_RECORDS FOR THE TASK_
/---

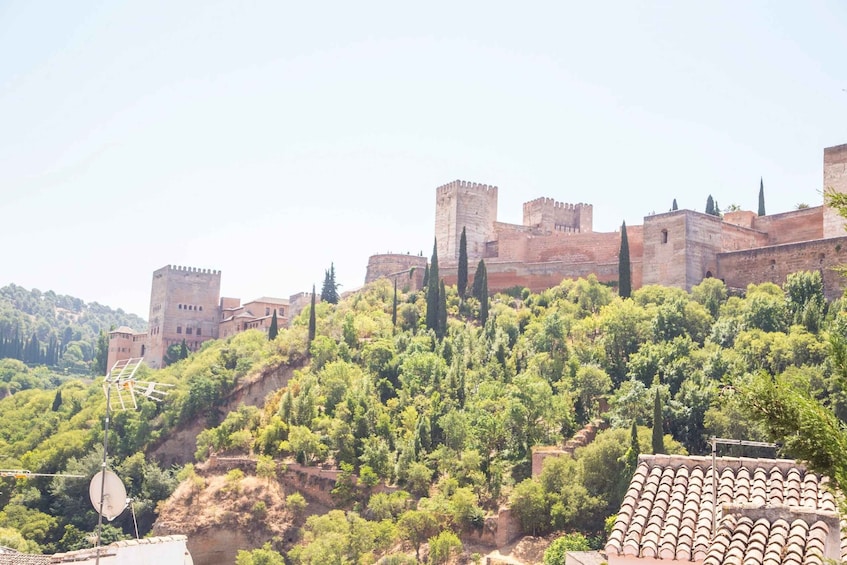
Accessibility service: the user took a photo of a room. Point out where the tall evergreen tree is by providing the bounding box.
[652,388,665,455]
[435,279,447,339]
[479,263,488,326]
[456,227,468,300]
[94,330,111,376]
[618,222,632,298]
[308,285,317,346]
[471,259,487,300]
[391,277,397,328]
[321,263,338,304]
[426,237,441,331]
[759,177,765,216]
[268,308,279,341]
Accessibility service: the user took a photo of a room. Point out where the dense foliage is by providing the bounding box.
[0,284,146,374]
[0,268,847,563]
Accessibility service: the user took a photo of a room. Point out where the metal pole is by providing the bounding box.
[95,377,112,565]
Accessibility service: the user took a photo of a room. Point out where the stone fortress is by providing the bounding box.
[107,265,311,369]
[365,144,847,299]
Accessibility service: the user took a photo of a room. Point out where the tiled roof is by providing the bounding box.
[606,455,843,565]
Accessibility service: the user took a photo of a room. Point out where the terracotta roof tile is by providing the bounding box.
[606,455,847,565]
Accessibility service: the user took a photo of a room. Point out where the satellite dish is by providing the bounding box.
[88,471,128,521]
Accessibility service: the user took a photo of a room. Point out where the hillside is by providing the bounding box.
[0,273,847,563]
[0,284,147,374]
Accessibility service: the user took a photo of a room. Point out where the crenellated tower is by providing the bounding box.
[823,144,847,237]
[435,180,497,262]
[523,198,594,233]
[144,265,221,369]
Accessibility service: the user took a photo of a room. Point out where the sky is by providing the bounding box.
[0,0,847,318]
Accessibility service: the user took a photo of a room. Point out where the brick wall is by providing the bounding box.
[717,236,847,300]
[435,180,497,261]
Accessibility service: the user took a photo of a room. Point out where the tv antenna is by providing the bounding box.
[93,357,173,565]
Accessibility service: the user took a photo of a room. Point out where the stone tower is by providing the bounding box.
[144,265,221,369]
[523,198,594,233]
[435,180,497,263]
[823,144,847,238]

\---

_PROBLEM_
Convert the lines in the records above, from the one containing "tile is by providing the bounding box." through the one containing "[606,455,847,565]" (both included), into a JSON list of strings with one string per line and blank lines omitted.

_WORKED ANSWER_
[
  "Accessibility service: the user took a photo of a room. Point out where the terracotta roof tile is by providing the bounding box.",
  "[606,455,847,565]"
]